* _What you will do_
Copy out exactly every line from the line containing "Report one dot per instance of the man's face" until the records below end, inclusive of both boundary lines.

* _Extracted records_
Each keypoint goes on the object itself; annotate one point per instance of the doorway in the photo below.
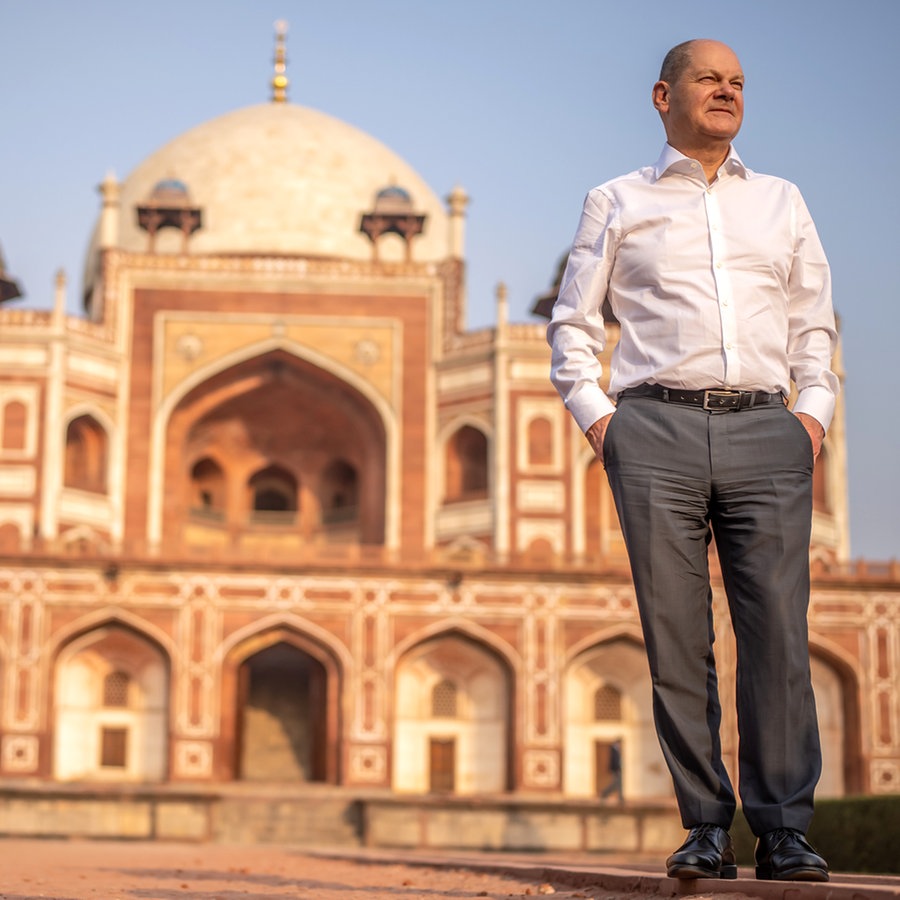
(281, 716)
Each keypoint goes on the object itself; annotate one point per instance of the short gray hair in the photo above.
(676, 61)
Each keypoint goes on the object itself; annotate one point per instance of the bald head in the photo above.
(679, 58)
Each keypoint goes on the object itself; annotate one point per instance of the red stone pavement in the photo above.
(123, 870)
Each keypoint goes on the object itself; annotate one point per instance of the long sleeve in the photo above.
(812, 336)
(576, 332)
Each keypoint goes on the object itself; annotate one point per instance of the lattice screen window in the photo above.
(607, 704)
(115, 689)
(443, 700)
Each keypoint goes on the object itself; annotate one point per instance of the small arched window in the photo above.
(607, 704)
(339, 492)
(15, 420)
(208, 489)
(540, 442)
(444, 700)
(274, 496)
(467, 465)
(115, 689)
(86, 455)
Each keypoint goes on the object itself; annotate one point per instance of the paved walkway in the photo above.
(105, 870)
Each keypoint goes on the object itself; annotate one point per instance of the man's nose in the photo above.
(726, 89)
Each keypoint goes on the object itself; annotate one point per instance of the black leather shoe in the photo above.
(785, 855)
(707, 853)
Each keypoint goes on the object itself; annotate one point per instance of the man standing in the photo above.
(722, 291)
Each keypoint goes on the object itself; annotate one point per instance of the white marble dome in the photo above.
(279, 179)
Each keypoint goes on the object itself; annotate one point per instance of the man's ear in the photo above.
(660, 96)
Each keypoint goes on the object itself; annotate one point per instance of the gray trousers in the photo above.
(679, 474)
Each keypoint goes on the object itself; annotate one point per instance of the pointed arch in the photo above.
(453, 717)
(251, 661)
(384, 409)
(109, 703)
(836, 684)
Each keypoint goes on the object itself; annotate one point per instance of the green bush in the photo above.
(854, 834)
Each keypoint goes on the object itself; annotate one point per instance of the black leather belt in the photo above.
(712, 399)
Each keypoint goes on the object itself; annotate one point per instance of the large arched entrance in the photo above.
(280, 454)
(452, 718)
(608, 716)
(281, 716)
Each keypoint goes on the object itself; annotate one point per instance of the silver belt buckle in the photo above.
(708, 395)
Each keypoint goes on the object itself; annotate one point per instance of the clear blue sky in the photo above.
(525, 104)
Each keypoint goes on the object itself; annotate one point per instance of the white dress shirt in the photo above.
(721, 285)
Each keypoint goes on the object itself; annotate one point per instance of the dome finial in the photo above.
(279, 79)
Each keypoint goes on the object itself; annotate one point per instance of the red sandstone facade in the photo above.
(269, 512)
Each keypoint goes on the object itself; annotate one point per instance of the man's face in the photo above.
(705, 106)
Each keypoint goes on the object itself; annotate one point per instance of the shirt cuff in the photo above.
(818, 402)
(589, 405)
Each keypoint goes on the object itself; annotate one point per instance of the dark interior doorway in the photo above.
(281, 716)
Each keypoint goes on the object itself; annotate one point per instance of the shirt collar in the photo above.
(672, 160)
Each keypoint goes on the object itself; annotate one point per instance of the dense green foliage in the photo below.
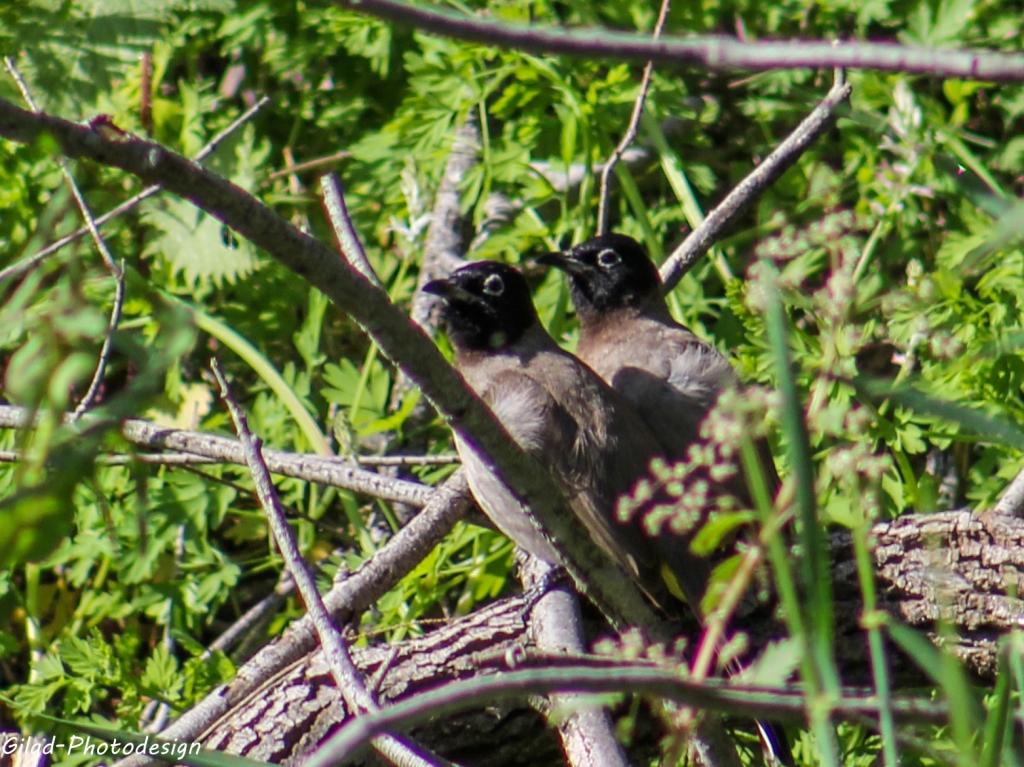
(896, 233)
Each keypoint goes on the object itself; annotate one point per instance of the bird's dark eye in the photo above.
(607, 258)
(494, 286)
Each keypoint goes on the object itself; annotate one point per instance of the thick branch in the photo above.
(594, 571)
(358, 591)
(705, 51)
(302, 466)
(954, 565)
(725, 213)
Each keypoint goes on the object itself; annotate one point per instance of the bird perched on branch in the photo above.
(670, 376)
(628, 337)
(557, 410)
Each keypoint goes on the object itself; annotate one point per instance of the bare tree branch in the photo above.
(444, 247)
(344, 231)
(27, 263)
(396, 750)
(773, 166)
(631, 130)
(713, 694)
(587, 732)
(372, 581)
(705, 51)
(331, 471)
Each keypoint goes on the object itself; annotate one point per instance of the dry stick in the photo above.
(104, 252)
(310, 164)
(744, 701)
(108, 347)
(408, 460)
(372, 581)
(30, 261)
(311, 468)
(341, 222)
(631, 131)
(396, 750)
(704, 51)
(701, 239)
(588, 735)
(444, 246)
(596, 574)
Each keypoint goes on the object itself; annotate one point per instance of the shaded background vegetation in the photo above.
(896, 237)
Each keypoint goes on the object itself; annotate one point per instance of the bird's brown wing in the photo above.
(560, 413)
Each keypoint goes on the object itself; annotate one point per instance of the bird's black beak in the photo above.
(448, 290)
(565, 262)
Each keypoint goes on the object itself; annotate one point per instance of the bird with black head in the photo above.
(557, 410)
(670, 376)
(630, 339)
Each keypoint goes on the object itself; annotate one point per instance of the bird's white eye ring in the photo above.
(607, 258)
(494, 285)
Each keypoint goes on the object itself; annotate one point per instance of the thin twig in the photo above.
(704, 51)
(107, 348)
(254, 615)
(309, 467)
(726, 212)
(344, 230)
(346, 676)
(373, 580)
(27, 263)
(631, 131)
(310, 164)
(408, 460)
(186, 459)
(118, 272)
(588, 735)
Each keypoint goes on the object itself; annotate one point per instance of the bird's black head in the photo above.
(485, 305)
(608, 272)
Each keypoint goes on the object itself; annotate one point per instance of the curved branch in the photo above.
(372, 581)
(773, 166)
(706, 51)
(311, 468)
(594, 571)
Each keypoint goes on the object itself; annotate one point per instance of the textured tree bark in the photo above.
(953, 566)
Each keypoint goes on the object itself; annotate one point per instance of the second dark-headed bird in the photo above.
(561, 413)
(627, 335)
(669, 375)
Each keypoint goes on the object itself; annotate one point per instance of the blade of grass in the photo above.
(995, 428)
(672, 166)
(998, 727)
(820, 674)
(871, 622)
(945, 670)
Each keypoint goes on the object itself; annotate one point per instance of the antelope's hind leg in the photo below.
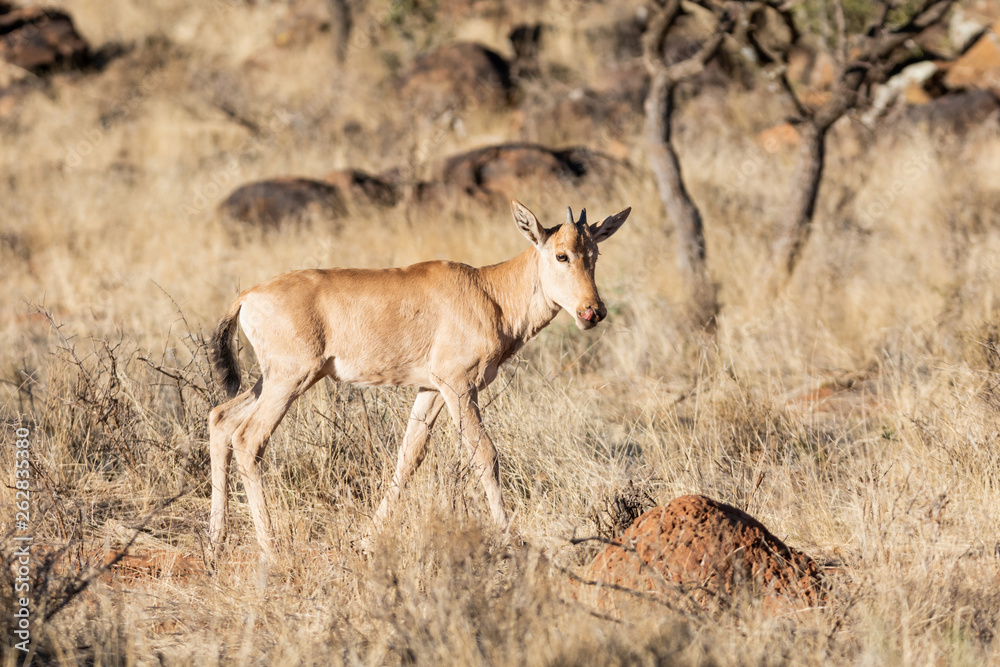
(223, 421)
(250, 441)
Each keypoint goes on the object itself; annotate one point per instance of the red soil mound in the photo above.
(712, 552)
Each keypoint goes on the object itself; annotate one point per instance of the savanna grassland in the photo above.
(854, 411)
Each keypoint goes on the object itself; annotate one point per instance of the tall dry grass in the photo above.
(855, 414)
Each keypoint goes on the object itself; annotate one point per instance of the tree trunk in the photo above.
(680, 208)
(798, 217)
(340, 17)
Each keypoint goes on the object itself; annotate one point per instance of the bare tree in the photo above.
(868, 59)
(659, 107)
(340, 17)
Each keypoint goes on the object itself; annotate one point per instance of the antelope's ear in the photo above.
(528, 223)
(610, 225)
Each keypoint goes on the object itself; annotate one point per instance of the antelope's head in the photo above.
(567, 258)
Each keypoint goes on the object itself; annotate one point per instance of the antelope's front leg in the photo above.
(464, 408)
(412, 451)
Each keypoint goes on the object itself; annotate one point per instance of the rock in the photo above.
(711, 552)
(362, 188)
(979, 66)
(459, 75)
(41, 40)
(506, 168)
(274, 202)
(956, 111)
(525, 39)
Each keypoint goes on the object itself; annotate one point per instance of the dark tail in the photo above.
(223, 351)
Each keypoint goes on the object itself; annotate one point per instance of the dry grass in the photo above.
(855, 414)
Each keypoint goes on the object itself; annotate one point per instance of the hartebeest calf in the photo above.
(440, 326)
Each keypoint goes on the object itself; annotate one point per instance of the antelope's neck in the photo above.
(515, 286)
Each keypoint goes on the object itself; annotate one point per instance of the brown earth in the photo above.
(711, 552)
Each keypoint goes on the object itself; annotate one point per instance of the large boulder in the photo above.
(711, 552)
(505, 169)
(457, 76)
(41, 40)
(276, 201)
(979, 66)
(362, 188)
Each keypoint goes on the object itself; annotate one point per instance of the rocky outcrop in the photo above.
(41, 40)
(711, 552)
(456, 76)
(274, 202)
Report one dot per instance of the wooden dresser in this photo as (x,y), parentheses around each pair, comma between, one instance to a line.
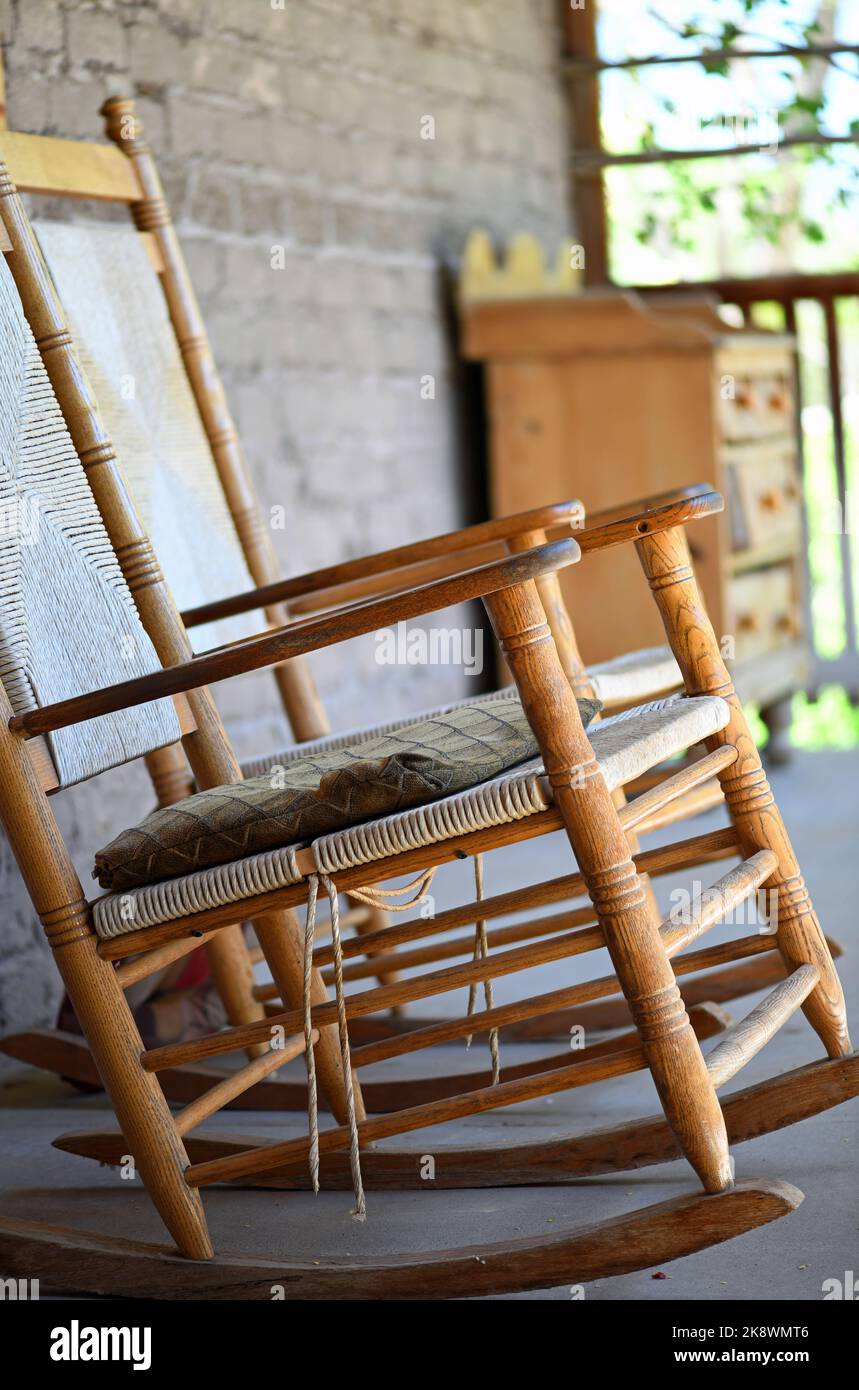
(606,396)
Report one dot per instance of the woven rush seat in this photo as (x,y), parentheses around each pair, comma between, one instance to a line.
(635,676)
(619,681)
(626,745)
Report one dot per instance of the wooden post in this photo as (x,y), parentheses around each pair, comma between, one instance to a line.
(207,748)
(616,891)
(96,994)
(667,565)
(152,214)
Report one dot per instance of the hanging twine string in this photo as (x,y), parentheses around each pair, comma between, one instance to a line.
(384,897)
(313,1122)
(355,1157)
(481,952)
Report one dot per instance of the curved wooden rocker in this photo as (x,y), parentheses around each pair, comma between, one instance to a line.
(127,174)
(67,1260)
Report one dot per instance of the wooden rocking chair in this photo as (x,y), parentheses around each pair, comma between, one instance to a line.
(53,734)
(238,542)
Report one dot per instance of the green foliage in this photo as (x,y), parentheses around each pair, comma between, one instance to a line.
(765,198)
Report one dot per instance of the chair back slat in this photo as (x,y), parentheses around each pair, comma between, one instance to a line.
(118,319)
(67,620)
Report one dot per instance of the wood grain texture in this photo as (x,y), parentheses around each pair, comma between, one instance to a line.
(63,1258)
(666,562)
(759,1109)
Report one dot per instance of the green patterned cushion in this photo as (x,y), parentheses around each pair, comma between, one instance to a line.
(325,791)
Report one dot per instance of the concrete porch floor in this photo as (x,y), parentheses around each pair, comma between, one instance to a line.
(784,1261)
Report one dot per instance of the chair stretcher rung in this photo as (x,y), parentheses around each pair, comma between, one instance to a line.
(716,902)
(710,908)
(241,1080)
(745,1039)
(416,1116)
(672,788)
(370,1001)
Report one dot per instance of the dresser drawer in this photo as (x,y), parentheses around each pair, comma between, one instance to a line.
(763,610)
(755,405)
(765,496)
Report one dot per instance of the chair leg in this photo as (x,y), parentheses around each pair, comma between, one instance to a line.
(96,994)
(135,1094)
(666,562)
(602,851)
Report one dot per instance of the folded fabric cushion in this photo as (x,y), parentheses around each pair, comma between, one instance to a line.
(324,792)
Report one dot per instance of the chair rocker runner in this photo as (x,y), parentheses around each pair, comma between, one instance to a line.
(574,786)
(209,448)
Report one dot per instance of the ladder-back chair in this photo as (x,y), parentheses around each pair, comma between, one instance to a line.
(53,435)
(107,282)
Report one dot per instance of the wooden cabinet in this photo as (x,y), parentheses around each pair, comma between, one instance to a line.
(605,396)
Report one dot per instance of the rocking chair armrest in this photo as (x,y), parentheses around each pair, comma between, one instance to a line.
(302,637)
(681,508)
(377,573)
(626,509)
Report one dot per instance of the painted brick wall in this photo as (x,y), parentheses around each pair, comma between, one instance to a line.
(299,125)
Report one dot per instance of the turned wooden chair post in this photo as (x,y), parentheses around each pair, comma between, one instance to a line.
(631,929)
(96,994)
(206,745)
(666,562)
(574,669)
(152,214)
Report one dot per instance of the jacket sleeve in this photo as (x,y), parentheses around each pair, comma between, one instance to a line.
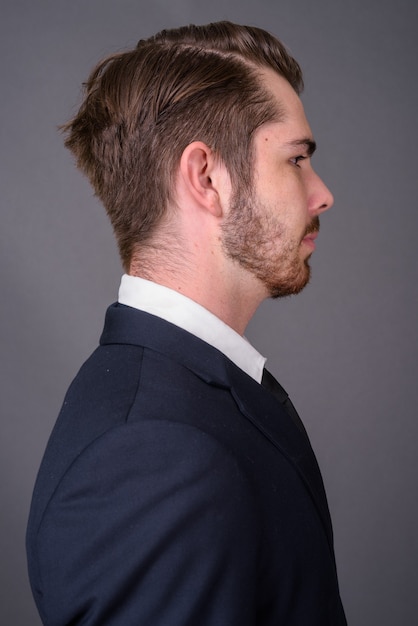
(153,524)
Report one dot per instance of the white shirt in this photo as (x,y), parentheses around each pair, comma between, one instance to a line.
(183,312)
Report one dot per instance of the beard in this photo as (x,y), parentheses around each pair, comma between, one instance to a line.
(254,237)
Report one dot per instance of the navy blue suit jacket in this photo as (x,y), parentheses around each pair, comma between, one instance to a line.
(174,491)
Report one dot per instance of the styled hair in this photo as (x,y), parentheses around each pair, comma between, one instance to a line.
(143,107)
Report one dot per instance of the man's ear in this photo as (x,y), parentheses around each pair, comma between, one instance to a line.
(203,177)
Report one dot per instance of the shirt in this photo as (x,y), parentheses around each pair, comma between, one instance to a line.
(180,310)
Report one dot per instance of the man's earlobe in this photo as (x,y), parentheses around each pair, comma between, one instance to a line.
(197,168)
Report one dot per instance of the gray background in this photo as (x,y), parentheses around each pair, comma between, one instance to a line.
(346,348)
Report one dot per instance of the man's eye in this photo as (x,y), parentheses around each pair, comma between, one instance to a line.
(296,160)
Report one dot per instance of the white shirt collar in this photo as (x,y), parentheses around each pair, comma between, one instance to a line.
(183,312)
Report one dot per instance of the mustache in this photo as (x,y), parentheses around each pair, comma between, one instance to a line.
(313,227)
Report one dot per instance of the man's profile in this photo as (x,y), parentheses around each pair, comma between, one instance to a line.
(179,486)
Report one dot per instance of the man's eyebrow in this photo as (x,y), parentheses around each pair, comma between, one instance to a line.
(309,144)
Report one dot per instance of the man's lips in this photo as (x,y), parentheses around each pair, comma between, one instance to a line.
(310,238)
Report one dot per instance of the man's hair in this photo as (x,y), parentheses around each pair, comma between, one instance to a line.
(144,106)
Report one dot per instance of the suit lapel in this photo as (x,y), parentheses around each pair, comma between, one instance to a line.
(269,417)
(127,325)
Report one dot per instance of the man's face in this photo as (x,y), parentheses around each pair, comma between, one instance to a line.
(272,233)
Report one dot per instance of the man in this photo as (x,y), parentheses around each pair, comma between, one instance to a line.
(179,486)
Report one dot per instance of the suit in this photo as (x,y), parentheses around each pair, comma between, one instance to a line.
(175,490)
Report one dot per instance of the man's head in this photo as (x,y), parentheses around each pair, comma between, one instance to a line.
(143,107)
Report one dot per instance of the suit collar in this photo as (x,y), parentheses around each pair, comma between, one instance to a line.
(125,325)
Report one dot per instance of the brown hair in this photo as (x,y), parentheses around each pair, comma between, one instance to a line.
(143,107)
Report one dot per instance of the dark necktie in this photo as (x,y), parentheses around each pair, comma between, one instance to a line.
(269,382)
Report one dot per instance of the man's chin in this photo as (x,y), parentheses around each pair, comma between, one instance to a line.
(291,286)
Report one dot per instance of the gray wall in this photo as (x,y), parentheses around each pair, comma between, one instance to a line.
(346,348)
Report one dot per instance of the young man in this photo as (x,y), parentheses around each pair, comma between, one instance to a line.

* _Answer_
Report one dot per instance of the man's face in this photo as (x,y), parentheses around each pair, comma between, one instance to a line.
(272,233)
Report one dot per instance of the man in this photo as (x,y), parentheses around each pair, comma between, one instance to a line.
(179,486)
Report one dot per instance of the suit in this photo as (x,y), parentheses around each pair, comma between, one instance to a line.
(175,490)
Report one dot per instance of the man's head in this photo as (x,y), parentheses around each pair, comma between, one instance to a line.
(143,107)
Report one dot per instance of the suit collar in this photo as (x,y), parentheses around each pair, comma between, one instance to a line.
(125,325)
Report one dot per instance of the brown hair in this photo as (x,y), parentheses around each pair, comma between, one instance to a line.
(143,107)
Report one dot per instance of the dark necktie in this photo as (x,y), parentheses around each pair, comma between, one instance to a line.
(269,382)
Report one dot per instance of the man's chin in this photo as (x,y), parentheses around each pair, comma between, one instance to a line.
(291,286)
Report one dot per instance of the gray wall in this photo as (x,y), parentheses around each pair, comma between, one instance to a line.
(346,348)
Report one dot per instance of the young man in this photo as (x,y), parentheses around each pair, comma between, one instance to a line.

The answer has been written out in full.